Written instruction 1
For each statement about the blog post below on FinTech CEOs and compliance, state whether it agrees with the text. Answer yes or no and quote the deciding words. (a) One CEO wanted to hire a CFO who would act as the company's "bad cop." (b) The text holds that a single new KPI can fix slow compliance. (c) The text compares risk-averse compliance to Hydra.

Quoted passage
◆ ◆ ◆ ◆
Are You a FinTech CEO Who Hates to Be a Bad Cop and Always Overrule Compliance?

Published by Yana on

FinTech founders or CEOs want to be positive and inspirational and deliver only great news talking about growth, opportunities, or achievements of important milestones. They hate to resolve conflicts, take sides, admit mistakes, cancel projects, and they especially hate pushing back on compliance inefficiencies, slow processes, or poor customer experience. Especially CEOs without (long enough) prior corporate experience.

I once worked with a CEO and founder who wanted to hire a CFO with a very aggressive, risk-averse, and borderline confrontational personality because, in his own words, “I don’t want to be the most negative and most criticizing person in the company, I want to hire a bad cop”.

Another CEO told me once that the only way for him to find an agreement with his compliance team is to tell them that he accepts all the risks and all the consequences and they will never be held accountable for this decision, no matter what happens. [Which is unhealthy and unsustainable because he is training his team to be less responsible instead of them being invested and committed to the strategy chosen].

Well, if you are a CEO and who feels you need to criticize your compliance function a lot because they don’t meet your expectations or cannot find the right balance between commercial interests, customer experience, speed, and managing regulatory risks, I have good news and bad news for you.

Bad news:

  • It’s not going to magically get better without you having a new strategy for how to solve this.
  • Your compliance team won’t wake up one day and become more pragmatic, enlightened, or more customer-focused. If you keep doing what you are doing (or not doing), the results will be the same. Risk-averse old-fashioned compliance is like Hydra: you chop off one head or one process and it grows 3 new processes in revenge.
  • There are no quick solutions. One new decision, one additional meeting or one new KPI, or one new extra bonus won’t work. Why? Because slow, expensive, and inefficient compliance is a result of a certain mindset and beliefs system, a certain perception of what’s good and what’s bad for the company. So, even if you overrule one specific case or specific decision that’s too conservative or too expensive, your compliance team will keep generating similar inefficient processes, redundant checks, or unreasonable requirements day after day after day – simply because this is how their brains are wired.
◆ ◆ ◆ ◆
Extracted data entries
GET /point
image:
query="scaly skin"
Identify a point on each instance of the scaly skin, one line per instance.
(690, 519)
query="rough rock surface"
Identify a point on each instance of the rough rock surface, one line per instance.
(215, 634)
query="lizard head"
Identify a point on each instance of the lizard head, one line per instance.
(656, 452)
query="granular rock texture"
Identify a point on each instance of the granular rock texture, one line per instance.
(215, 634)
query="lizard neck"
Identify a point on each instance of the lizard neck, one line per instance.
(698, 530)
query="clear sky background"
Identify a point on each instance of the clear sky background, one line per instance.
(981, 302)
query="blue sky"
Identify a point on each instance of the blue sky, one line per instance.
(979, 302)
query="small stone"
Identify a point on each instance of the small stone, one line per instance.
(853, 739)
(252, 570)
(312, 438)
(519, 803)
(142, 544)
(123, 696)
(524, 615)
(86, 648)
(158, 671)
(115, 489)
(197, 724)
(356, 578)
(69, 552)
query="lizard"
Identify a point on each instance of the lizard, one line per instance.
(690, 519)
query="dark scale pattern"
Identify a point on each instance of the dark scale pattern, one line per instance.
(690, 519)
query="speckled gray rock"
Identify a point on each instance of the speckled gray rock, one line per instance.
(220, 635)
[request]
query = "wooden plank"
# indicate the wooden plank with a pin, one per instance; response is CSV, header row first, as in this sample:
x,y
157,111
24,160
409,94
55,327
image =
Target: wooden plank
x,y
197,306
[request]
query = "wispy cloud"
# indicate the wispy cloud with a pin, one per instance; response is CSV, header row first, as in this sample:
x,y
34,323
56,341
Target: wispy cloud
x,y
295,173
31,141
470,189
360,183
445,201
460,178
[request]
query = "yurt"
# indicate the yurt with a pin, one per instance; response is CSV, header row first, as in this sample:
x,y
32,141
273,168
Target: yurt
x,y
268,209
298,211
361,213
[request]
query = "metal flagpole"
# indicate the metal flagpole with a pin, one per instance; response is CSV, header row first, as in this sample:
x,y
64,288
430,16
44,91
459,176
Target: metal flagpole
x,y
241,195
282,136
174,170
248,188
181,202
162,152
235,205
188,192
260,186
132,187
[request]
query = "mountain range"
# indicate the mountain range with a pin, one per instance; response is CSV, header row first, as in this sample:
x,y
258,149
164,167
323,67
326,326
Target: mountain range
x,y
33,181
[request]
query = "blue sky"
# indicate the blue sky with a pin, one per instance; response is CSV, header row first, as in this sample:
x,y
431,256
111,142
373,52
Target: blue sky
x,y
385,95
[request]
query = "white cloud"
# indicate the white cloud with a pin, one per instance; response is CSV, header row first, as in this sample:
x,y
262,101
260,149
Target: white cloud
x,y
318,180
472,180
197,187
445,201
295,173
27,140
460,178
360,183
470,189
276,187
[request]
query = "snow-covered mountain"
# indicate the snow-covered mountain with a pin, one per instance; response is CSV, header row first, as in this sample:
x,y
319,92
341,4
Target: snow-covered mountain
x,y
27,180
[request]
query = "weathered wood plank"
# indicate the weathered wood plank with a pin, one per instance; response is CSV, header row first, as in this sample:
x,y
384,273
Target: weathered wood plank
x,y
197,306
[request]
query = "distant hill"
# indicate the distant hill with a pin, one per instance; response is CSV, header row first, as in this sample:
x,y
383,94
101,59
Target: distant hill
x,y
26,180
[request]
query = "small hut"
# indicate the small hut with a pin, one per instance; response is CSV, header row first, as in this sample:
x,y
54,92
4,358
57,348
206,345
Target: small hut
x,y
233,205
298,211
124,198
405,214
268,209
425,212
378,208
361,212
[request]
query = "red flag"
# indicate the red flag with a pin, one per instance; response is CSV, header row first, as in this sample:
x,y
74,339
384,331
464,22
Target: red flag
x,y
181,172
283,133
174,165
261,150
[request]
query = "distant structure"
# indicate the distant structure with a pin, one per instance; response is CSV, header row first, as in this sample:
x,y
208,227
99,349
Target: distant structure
◆ ◆ ◆ ◆
Written instruction 2
Report every line of the records above that contains the string "texture".

Complete response 1
(a) Yes: "I don’t want to be the most negative and most criticizing person in the company, I want to hire a bad cop"
(b) No: "One new decision, one additional meeting or one new KPI, or one new extra bonus won’t work."
(c) Yes: "Risk-averse old-fashioned compliance is like Hydra"

Complete response 2
query="granular rock texture"
Identify a point on each instance of the granular rock texture, one line per instance.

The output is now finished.